**ASSIGNED TASK**: All lines from the one containing "Object to find: the white van" down to the one containing "Object to find: the building rooftop", both ends included, are to be given again exactly; omit the rest of the listing below.

DATA LISTING Block Start

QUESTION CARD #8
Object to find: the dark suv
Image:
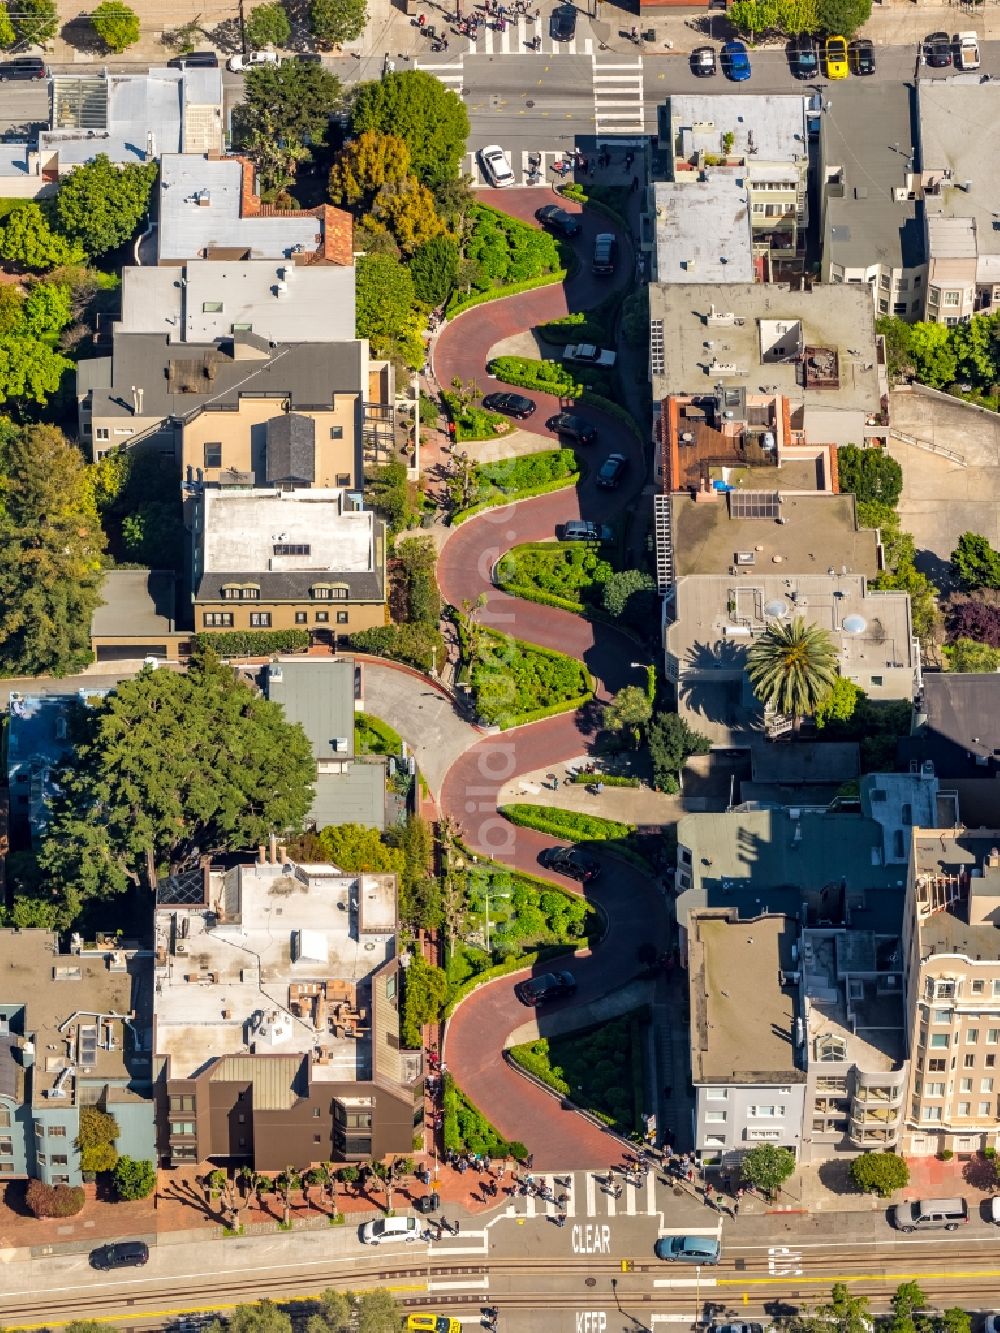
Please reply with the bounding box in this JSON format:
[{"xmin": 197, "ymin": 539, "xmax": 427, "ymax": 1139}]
[
  {"xmin": 90, "ymin": 1241, "xmax": 150, "ymax": 1270},
  {"xmin": 539, "ymin": 846, "xmax": 600, "ymax": 882},
  {"xmin": 0, "ymin": 57, "xmax": 47, "ymax": 80},
  {"xmin": 514, "ymin": 970, "xmax": 577, "ymax": 1006},
  {"xmin": 592, "ymin": 233, "xmax": 617, "ymax": 275},
  {"xmin": 546, "ymin": 411, "xmax": 597, "ymax": 445},
  {"xmin": 167, "ymin": 51, "xmax": 220, "ymax": 68}
]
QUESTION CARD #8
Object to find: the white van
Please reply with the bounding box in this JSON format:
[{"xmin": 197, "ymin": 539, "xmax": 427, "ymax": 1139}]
[{"xmin": 360, "ymin": 1215, "xmax": 421, "ymax": 1246}]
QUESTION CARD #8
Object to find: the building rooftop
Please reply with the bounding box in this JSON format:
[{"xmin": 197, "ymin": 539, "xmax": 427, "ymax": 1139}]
[
  {"xmin": 821, "ymin": 82, "xmax": 924, "ymax": 273},
  {"xmin": 918, "ymin": 78, "xmax": 1000, "ymax": 258},
  {"xmin": 0, "ymin": 930, "xmax": 153, "ymax": 1106},
  {"xmin": 119, "ymin": 258, "xmax": 356, "ymax": 345},
  {"xmin": 802, "ymin": 928, "xmax": 906, "ymax": 1073},
  {"xmin": 266, "ymin": 659, "xmax": 358, "ymax": 760},
  {"xmin": 652, "ymin": 178, "xmax": 754, "ymax": 284},
  {"xmin": 907, "ymin": 673, "xmax": 1000, "ymax": 779},
  {"xmin": 671, "ymin": 492, "xmax": 879, "ymax": 579},
  {"xmin": 668, "ymin": 94, "xmax": 809, "ymax": 166},
  {"xmin": 79, "ymin": 329, "xmax": 365, "ymax": 423},
  {"xmin": 648, "ymin": 283, "xmax": 881, "ymax": 442},
  {"xmin": 688, "ymin": 912, "xmax": 804, "ymax": 1084},
  {"xmin": 154, "ymin": 859, "xmax": 397, "ymax": 1081},
  {"xmin": 0, "ymin": 143, "xmax": 32, "ymax": 178},
  {"xmin": 912, "ymin": 830, "xmax": 1000, "ymax": 962},
  {"xmin": 157, "ymin": 154, "xmax": 354, "ymax": 266},
  {"xmin": 91, "ymin": 570, "xmax": 176, "ymax": 639}
]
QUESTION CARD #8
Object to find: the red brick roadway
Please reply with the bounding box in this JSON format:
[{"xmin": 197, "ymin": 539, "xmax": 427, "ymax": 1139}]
[{"xmin": 434, "ymin": 187, "xmax": 668, "ymax": 1170}]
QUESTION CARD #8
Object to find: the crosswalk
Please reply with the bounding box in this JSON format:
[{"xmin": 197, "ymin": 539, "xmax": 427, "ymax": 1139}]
[
  {"xmin": 503, "ymin": 1169, "xmax": 660, "ymax": 1220},
  {"xmin": 464, "ymin": 17, "xmax": 593, "ymax": 55},
  {"xmin": 464, "ymin": 148, "xmax": 571, "ymax": 188},
  {"xmin": 414, "ymin": 55, "xmax": 464, "ymax": 93},
  {"xmin": 594, "ymin": 56, "xmax": 645, "ymax": 135}
]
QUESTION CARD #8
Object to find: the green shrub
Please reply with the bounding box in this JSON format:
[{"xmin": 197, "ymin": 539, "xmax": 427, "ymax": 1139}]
[
  {"xmin": 450, "ymin": 448, "xmax": 579, "ymax": 524},
  {"xmin": 499, "ymin": 803, "xmax": 634, "ymax": 841},
  {"xmin": 192, "ymin": 629, "xmax": 310, "ymax": 657},
  {"xmin": 447, "ymin": 204, "xmax": 564, "ymax": 317},
  {"xmin": 349, "ymin": 623, "xmax": 445, "ymax": 673},
  {"xmin": 443, "ymin": 1073, "xmax": 528, "ymax": 1160},
  {"xmin": 396, "ymin": 535, "xmax": 441, "ymax": 625},
  {"xmin": 537, "ymin": 310, "xmax": 607, "ymax": 346},
  {"xmin": 495, "ymin": 542, "xmax": 612, "ymax": 613},
  {"xmin": 401, "ymin": 954, "xmax": 447, "ymax": 1049},
  {"xmin": 461, "ymin": 625, "xmax": 591, "ymax": 728},
  {"xmin": 490, "ymin": 355, "xmax": 583, "ymax": 398},
  {"xmin": 113, "ymin": 1157, "xmax": 156, "ymax": 1201},
  {"xmin": 442, "ymin": 391, "xmax": 513, "ymax": 443},
  {"xmin": 446, "ymin": 270, "xmax": 567, "ymax": 320},
  {"xmin": 25, "ymin": 1179, "xmax": 86, "ymax": 1218},
  {"xmin": 354, "ymin": 712, "xmax": 403, "ymax": 756},
  {"xmin": 569, "ymin": 772, "xmax": 639, "ymax": 787}
]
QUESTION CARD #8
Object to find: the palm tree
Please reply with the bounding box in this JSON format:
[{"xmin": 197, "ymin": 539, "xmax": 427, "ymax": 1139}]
[{"xmin": 746, "ymin": 616, "xmax": 838, "ymax": 724}]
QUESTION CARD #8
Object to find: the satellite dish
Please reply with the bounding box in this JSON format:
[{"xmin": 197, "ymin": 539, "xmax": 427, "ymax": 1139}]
[
  {"xmin": 765, "ymin": 599, "xmax": 790, "ymax": 618},
  {"xmin": 843, "ymin": 614, "xmax": 867, "ymax": 634}
]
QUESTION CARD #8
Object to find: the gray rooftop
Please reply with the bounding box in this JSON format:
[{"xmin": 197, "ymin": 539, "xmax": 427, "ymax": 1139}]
[
  {"xmin": 312, "ymin": 766, "xmax": 387, "ymax": 830},
  {"xmin": 668, "ymin": 93, "xmax": 808, "ymax": 165},
  {"xmin": 266, "ymin": 658, "xmax": 358, "ymax": 760},
  {"xmin": 821, "ymin": 82, "xmax": 924, "ymax": 272},
  {"xmin": 648, "ymin": 283, "xmax": 881, "ymax": 435},
  {"xmin": 802, "ymin": 928, "xmax": 905, "ymax": 1072},
  {"xmin": 918, "ymin": 77, "xmax": 1000, "ymax": 258},
  {"xmin": 652, "ymin": 178, "xmax": 754, "ymax": 284},
  {"xmin": 91, "ymin": 569, "xmax": 176, "ymax": 638},
  {"xmin": 158, "ymin": 154, "xmax": 323, "ymax": 262},
  {"xmin": 80, "ymin": 329, "xmax": 365, "ymax": 422},
  {"xmin": 119, "ymin": 259, "xmax": 356, "ymax": 344},
  {"xmin": 0, "ymin": 144, "xmax": 32, "ymax": 178}
]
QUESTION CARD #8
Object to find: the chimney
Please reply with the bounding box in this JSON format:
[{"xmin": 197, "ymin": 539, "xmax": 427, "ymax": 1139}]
[
  {"xmin": 268, "ymin": 832, "xmax": 278, "ymax": 865},
  {"xmin": 258, "ymin": 844, "xmax": 267, "ymax": 864},
  {"xmin": 277, "ymin": 842, "xmax": 287, "ymax": 866}
]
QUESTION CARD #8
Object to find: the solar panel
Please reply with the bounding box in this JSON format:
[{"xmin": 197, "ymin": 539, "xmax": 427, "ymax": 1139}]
[{"xmin": 729, "ymin": 490, "xmax": 780, "ymax": 520}]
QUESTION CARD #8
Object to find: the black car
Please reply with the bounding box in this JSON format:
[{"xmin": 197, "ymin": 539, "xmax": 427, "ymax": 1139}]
[
  {"xmin": 592, "ymin": 233, "xmax": 618, "ymax": 275},
  {"xmin": 849, "ymin": 38, "xmax": 875, "ymax": 74},
  {"xmin": 546, "ymin": 412, "xmax": 597, "ymax": 445},
  {"xmin": 924, "ymin": 31, "xmax": 952, "ymax": 66},
  {"xmin": 536, "ymin": 204, "xmax": 581, "ymax": 239},
  {"xmin": 788, "ymin": 33, "xmax": 818, "ymax": 79},
  {"xmin": 690, "ymin": 46, "xmax": 716, "ymax": 77},
  {"xmin": 551, "ymin": 4, "xmax": 577, "ymax": 40},
  {"xmin": 90, "ymin": 1241, "xmax": 149, "ymax": 1270},
  {"xmin": 482, "ymin": 391, "xmax": 536, "ymax": 420},
  {"xmin": 167, "ymin": 50, "xmax": 220, "ymax": 68},
  {"xmin": 0, "ymin": 56, "xmax": 46, "ymax": 80},
  {"xmin": 539, "ymin": 846, "xmax": 601, "ymax": 882},
  {"xmin": 293, "ymin": 51, "xmax": 324, "ymax": 63},
  {"xmin": 596, "ymin": 452, "xmax": 628, "ymax": 489},
  {"xmin": 514, "ymin": 970, "xmax": 577, "ymax": 1006}
]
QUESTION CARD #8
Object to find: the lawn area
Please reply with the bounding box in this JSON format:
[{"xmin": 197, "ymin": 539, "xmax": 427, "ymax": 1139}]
[
  {"xmin": 495, "ymin": 541, "xmax": 613, "ymax": 613},
  {"xmin": 451, "ymin": 448, "xmax": 580, "ymax": 525},
  {"xmin": 354, "ymin": 712, "xmax": 403, "ymax": 756},
  {"xmin": 459, "ymin": 624, "xmax": 591, "ymax": 728},
  {"xmin": 442, "ymin": 391, "xmax": 512, "ymax": 443},
  {"xmin": 509, "ymin": 1010, "xmax": 649, "ymax": 1134},
  {"xmin": 447, "ymin": 203, "xmax": 566, "ymax": 317}
]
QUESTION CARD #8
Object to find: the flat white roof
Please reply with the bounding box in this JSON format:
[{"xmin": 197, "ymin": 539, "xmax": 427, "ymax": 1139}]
[
  {"xmin": 201, "ymin": 489, "xmax": 374, "ymax": 575},
  {"xmin": 670, "ymin": 93, "xmax": 808, "ymax": 165},
  {"xmin": 653, "ymin": 179, "xmax": 754, "ymax": 284}
]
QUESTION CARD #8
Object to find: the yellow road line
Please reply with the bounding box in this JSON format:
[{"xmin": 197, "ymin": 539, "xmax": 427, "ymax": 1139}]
[{"xmin": 719, "ymin": 1270, "xmax": 1000, "ymax": 1287}]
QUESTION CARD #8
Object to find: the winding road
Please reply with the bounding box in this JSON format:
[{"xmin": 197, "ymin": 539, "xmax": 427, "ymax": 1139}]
[{"xmin": 429, "ymin": 187, "xmax": 670, "ymax": 1168}]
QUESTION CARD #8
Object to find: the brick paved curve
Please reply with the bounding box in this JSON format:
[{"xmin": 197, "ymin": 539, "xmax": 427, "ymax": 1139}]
[{"xmin": 434, "ymin": 189, "xmax": 668, "ymax": 1169}]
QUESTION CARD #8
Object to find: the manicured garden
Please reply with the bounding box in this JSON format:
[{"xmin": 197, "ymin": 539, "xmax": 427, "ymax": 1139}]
[
  {"xmin": 509, "ymin": 1010, "xmax": 648, "ymax": 1134},
  {"xmin": 500, "ymin": 803, "xmax": 634, "ymax": 842},
  {"xmin": 459, "ymin": 623, "xmax": 592, "ymax": 728},
  {"xmin": 442, "ymin": 390, "xmax": 513, "ymax": 442},
  {"xmin": 495, "ymin": 541, "xmax": 614, "ymax": 613},
  {"xmin": 450, "ymin": 448, "xmax": 580, "ymax": 525},
  {"xmin": 354, "ymin": 712, "xmax": 403, "ymax": 756},
  {"xmin": 490, "ymin": 353, "xmax": 617, "ymax": 404},
  {"xmin": 446, "ymin": 203, "xmax": 567, "ymax": 317}
]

DATA LISTING Block End

**WRITTEN RESPONSE**:
Object to find: the white van
Please reply with the bounding box in this JSON format:
[{"xmin": 197, "ymin": 539, "xmax": 427, "ymax": 1139}]
[{"xmin": 360, "ymin": 1215, "xmax": 421, "ymax": 1246}]
QUESTION CARD #8
Object to find: the building rooftop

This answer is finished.